» **WRITTEN INSTRUCTION**
From the items below, keep only the lines that contain the word "light", and copy each of those lines unchanged.

» **PROVIDED RECORDS**
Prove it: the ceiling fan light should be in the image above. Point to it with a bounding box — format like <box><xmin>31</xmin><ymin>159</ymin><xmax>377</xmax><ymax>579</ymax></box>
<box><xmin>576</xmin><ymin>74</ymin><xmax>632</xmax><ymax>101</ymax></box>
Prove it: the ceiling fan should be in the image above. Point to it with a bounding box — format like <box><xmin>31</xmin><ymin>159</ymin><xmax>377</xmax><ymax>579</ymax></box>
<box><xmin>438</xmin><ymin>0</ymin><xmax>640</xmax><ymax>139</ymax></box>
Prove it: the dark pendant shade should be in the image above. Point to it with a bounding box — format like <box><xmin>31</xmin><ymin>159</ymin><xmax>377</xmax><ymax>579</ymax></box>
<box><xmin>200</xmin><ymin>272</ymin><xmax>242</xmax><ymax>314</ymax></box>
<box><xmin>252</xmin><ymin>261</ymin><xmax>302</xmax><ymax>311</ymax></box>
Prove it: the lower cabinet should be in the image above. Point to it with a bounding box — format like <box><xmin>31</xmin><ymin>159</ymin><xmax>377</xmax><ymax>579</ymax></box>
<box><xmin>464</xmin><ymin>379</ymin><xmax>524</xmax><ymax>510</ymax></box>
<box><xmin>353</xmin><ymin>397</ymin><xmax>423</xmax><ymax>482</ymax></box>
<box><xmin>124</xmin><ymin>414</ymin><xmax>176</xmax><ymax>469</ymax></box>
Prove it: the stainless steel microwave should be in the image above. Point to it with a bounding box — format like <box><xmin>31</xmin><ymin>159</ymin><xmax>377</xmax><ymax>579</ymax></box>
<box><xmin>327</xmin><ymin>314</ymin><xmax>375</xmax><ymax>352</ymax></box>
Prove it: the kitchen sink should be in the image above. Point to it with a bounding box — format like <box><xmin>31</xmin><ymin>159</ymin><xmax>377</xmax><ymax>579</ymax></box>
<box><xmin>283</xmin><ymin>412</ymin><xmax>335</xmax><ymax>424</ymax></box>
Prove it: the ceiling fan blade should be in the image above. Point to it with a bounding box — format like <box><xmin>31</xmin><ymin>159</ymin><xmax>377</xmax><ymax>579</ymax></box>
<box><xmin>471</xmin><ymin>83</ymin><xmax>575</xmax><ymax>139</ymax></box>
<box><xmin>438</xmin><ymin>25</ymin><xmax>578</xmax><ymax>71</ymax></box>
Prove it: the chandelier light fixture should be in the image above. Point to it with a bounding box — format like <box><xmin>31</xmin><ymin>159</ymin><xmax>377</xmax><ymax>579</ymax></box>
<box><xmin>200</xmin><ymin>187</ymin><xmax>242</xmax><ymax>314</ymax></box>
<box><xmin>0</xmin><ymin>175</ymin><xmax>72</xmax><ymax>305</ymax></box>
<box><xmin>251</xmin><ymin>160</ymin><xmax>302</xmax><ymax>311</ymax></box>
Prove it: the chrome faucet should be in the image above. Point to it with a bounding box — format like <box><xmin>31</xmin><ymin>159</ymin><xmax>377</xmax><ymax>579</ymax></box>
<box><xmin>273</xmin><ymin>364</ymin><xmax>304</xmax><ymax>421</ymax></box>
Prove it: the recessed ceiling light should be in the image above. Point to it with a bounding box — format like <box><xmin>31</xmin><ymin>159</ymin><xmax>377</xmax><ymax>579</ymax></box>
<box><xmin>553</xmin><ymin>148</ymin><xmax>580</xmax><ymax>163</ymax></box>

» **WRITTEN ANSWER**
Prove it: the ceiling fan light should be in the image above. Point to it with a bounding box — format like <box><xmin>31</xmin><ymin>159</ymin><xmax>377</xmax><ymax>579</ymax></box>
Prove it: the chandelier light fixture should be in the image above. Point to it with a bounding box — format like <box><xmin>31</xmin><ymin>159</ymin><xmax>377</xmax><ymax>579</ymax></box>
Prove it: the recessed ceiling light should be in the image above. Point to it with a bounding box — format like <box><xmin>31</xmin><ymin>159</ymin><xmax>377</xmax><ymax>579</ymax></box>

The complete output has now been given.